::: Dataset records :::

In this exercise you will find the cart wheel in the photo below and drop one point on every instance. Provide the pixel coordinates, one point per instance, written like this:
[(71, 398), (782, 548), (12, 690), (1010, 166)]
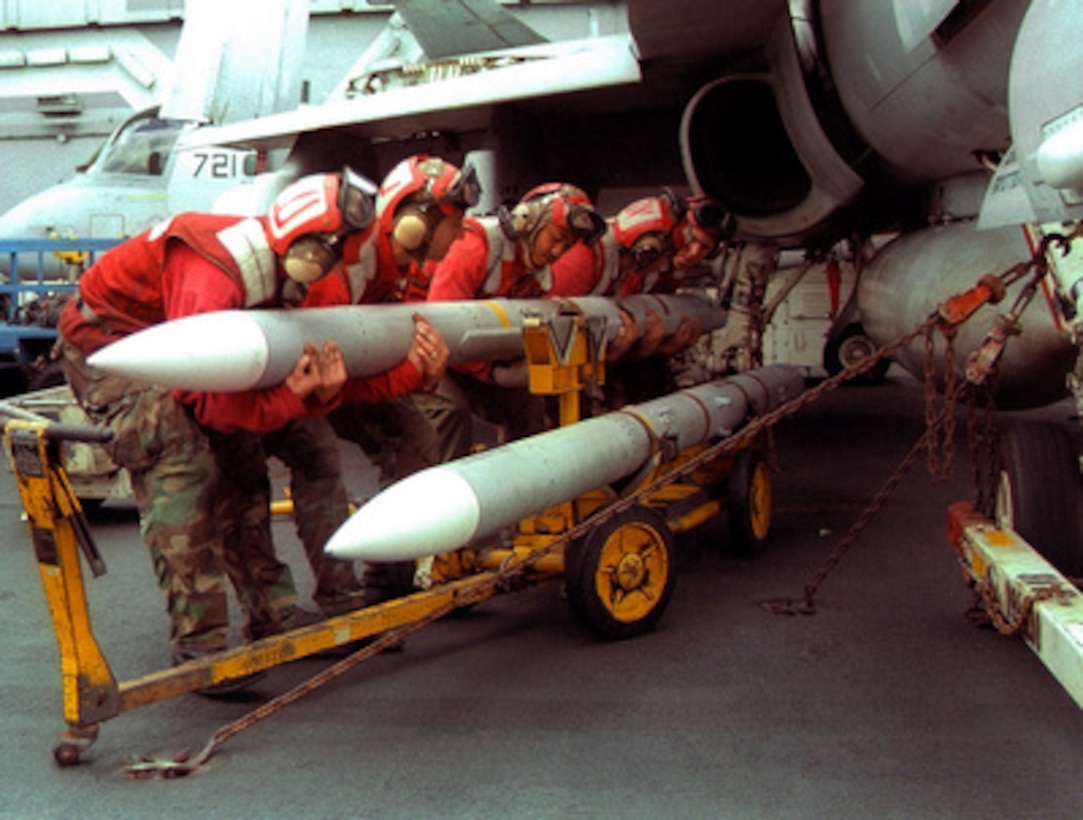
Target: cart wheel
[(748, 502), (622, 574), (66, 754), (74, 741)]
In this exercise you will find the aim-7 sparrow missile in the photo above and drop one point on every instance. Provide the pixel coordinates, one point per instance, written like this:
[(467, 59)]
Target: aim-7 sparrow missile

:::

→ **What is needed**
Quote the preceding listing precisely and completely, omitting its images.

→ **Solution below**
In this exercise you will find the cart wheel in the photo below and drop one point on every instance. Provide the pixel coordinates, one point per instance, written like this:
[(71, 398), (782, 548), (12, 690), (1010, 166)]
Target: cart wheel
[(748, 502), (622, 574), (66, 754), (74, 741)]
In this exercise you will find the aim-7 sparrow missile in the photo above and drop one point on every instance. Provide the pixel coordinates, one point per instance, written like this:
[(467, 59)]
Target: aim-7 sparrow missile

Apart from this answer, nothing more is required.